* _Tasks_
a. According to the water policy passage, what novel term did Ocean Mercier introduce?
b. In the water policy passage, retype the stretch from "There were great" through "limitations of knowledge.".

* _Source passage_
········

Presentation on water policy in Australia

The social ethos of science as a public good was considered to have given way to science as a market good – with the credibility of knowledge through peer review being replaced by the value of knowledge to corporate stakeholders – in other words, this is another angle on the commodificationand property rights inherent in knowledge though intellectual property rights and patenting. Indigenous contributors referred to the systemization of traditional knowledge through memorization and through people trained to be repositories of knowledge to ensure continuity of accumulated experience. At this conference, as in another conference on ethics and governance in New Zealand last week, there was interest is the models for governing the commons – oceans, fisheries, air, forests. This is an area we will do further research on for our interest in integrated governance.

Indigenous presentations echoed these interests and the tension that can be implicit in the recurring quest for responsibility and ‘hands on growing and gardening and safeguarding in local communities, along with the overwhelming scope of globalized systems. A novel term introduced by Ocean Mercier is ‘glocal’. Ocean a Maori academic working closely with our Across Oceania programme – she made a beautiful film which I will be sending to you all.

There were great meetings with people who we will invite to contribute to the responsibility and citizen assembly programme. One surprise was to discover a researcher, Tabatha Wallington who is working with an ethics of responsibility and the challenge of the duty of care in the management of natural resources. In situations of uncertainty about future consequences of decisions a knowledge-action gap is created. In the gap between the power to act and the capacity to predict consequences of actions and decisions, responsibility becomes an imperative. Tabatha’s research on ‘stakeholder’ involvement in resource management has identified responsibility as means to active engagement in the future., rather than the more passive method of ‘accountability’ – which does not directly address uncertainty and the limitations of knowledge.

We will share resources and make plans for collaboration. As I read the papers Tabatha has sent these can be shared amongst our networks.

········

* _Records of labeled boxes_

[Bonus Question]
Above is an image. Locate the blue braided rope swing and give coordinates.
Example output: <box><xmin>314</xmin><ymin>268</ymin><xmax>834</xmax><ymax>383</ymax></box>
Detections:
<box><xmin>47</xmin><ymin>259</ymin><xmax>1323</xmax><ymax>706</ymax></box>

········

* _The answers_
a. "Glocal."

b.
There were great meetings with people who we will invite to contribute to the responsibility and citizen assembly programme. One surprise was to discover a researcher, Tabatha Wallington who is working with an ethics of responsibility and the challenge of the duty of care in the management of natural resources. In situations of uncertainty about future consequences of decisions a knowledge-action gap is created. In the gap between the power to act and the capacity to predict consequences of actions and decisions, responsibility becomes an imperative. Tabatha’s research on ‘stakeholder’ involvement in resource management has identified responsibility as means to active engagement in the future., rather than the more passive method of ‘accountability’ – which does not directly address uncertainty and the limitations of knowledge.